L’EXEMPLE DES COMPAGNONS MÉDIÉVAUX
En introduction, le président de la CFE-CGC, François Hommeril, a rappelé que « depuis le Moyen Age, quand les compagnons sillonnaient l’Europe pour exporter leur savoir-faire et en importer d’autres en France, le cœur de la compétence, du progrès, de la beauté, de la création, a toujours été la mobilité internationale ». A l’issue des débats, la secrétaire nationale Europe et International de la CFE-CGC, Anne-Catherine Cudennec, a résumé l’intention générale : « Nous avons souhaité mettre en lumière, à travers des champs d’expérience très divers, les opportunités offertes par l’Union Européenne, souvent décriée. Il faut continuer à parler Europe en espérant que chacun pourra prendre la juste mesure des avantages qu’on peut y trouver. »
L’EXPATRIATION EN MODE WIN-WIN
Promotion dans un nouveau poste, accélération de carrière, avantages financiers, sociaux, fiscaux, ouverture d’esprit pour les enfants en bas âge, qualité de l’enseignement des lycées français, voilà une partie des avantages que l’expatriation procure au salarié, selon Jean-Luc Delenne. Pour l’entreprise, le bilan est tout aussi positif : adaptation des compétences aux besoins de la filiale, attractivité de la marque employeur, multiculturalisme, transmission des savoirs…
LA FAMILLE EN PREMIERE LIGNE
Avec quelques bémols, toutefois : « le coût pour l’employeur est élevé et, pour que cela réussisse, il faut s’assurer que la famille de l’expatrié est bien prête à déménager et consciente de ce qui l’attend en termes de mode de vie, de culture locale, d’isolement potentiel, de climat... » Il y a aussi, ajoute Jean-Luc Delenne, « le risque de refus par le travailleur de revenir dans son pays d’origine qui constitue un vrai casse-tête pour les DRH ». Sans oublier la problématique du retour en France, pas toujours évident sur le plan professionnel.

◆ **Extraits des données**:
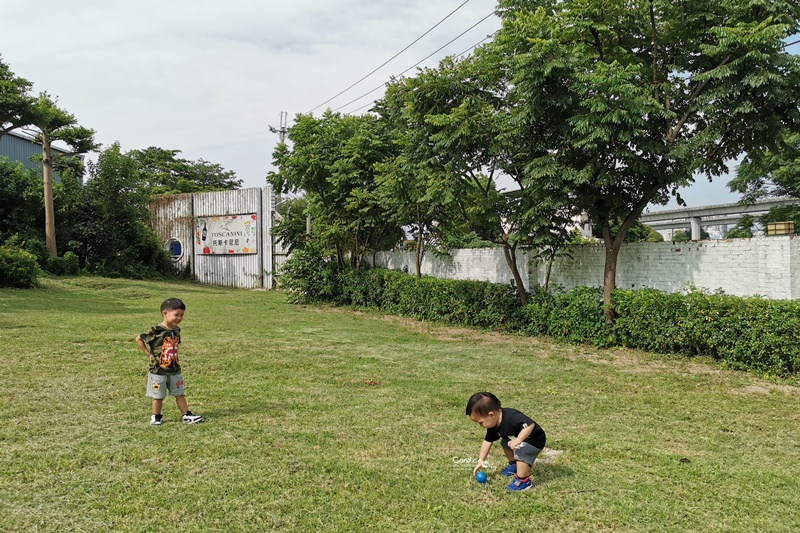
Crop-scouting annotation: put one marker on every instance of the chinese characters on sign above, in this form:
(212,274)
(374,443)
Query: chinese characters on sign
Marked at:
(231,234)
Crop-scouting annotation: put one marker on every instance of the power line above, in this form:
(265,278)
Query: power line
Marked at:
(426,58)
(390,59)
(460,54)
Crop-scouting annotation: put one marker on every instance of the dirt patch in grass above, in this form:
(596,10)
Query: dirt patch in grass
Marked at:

◆ **Travail demandé**:
1 > Selon Jean-Luc Delenne dans le texte sur l'expatriation, quel risque constitue un vrai casse-tête pour les DRH ?
2 > Reprenez le texte sur l'expatriation des salariés à la suite de sa dernière phrase et poursuivez-le.
Les lignes ne servent pas pour cet exercice.

◆ **Corrigé**:
1 > Le risque que le travailleur refuse de revenir dans son pays d'origine.

2 >
LES ALÉAS DU RETOUR EN FRANCE
« Il faut se réadapter aux modes français, résume Elodie Oriol, référente Carrières et Mobilités Internationales de la CFE-CGC AED (syndicat des industries de l'Aéronautique, de l'Espace et de La Défense). Les personnes qui ont passé du temps à l’étranger se sentent en général bien là où elles sont. Elles se trouvent confrontées à une date butoir qui leur impose de revenir, alors qu’elles ont perdu une partie de leur réseau français. Les plus de 55 ans, notamment, rencontrent souvent des difficultés à être validés sur de nouveaux postes à leur retour. »
L’ACCOMPAGNEMENT DE L’APEC
En amont et en aval de ces mobilités géographiques des cadres, il y a la possibilité de bénéficier des structures d’accompagnement de l’Apec. Comme l’a souligné Christine Lé, sa vice-présidente CFE-CGC, « quand on est mobile fonctionnel ou géographique, il faut toujours avoir en tête le coup d’après. » L’Apec a mis en place des ateliers en mode digital depuis une dizaine d’années pour préparer le retour en France avec l’aide de consultants expert. De la même manière, elle forme des entreprises à recruter des étrangers et elle travaille depuis deux ans sur la mobilité des apprentis.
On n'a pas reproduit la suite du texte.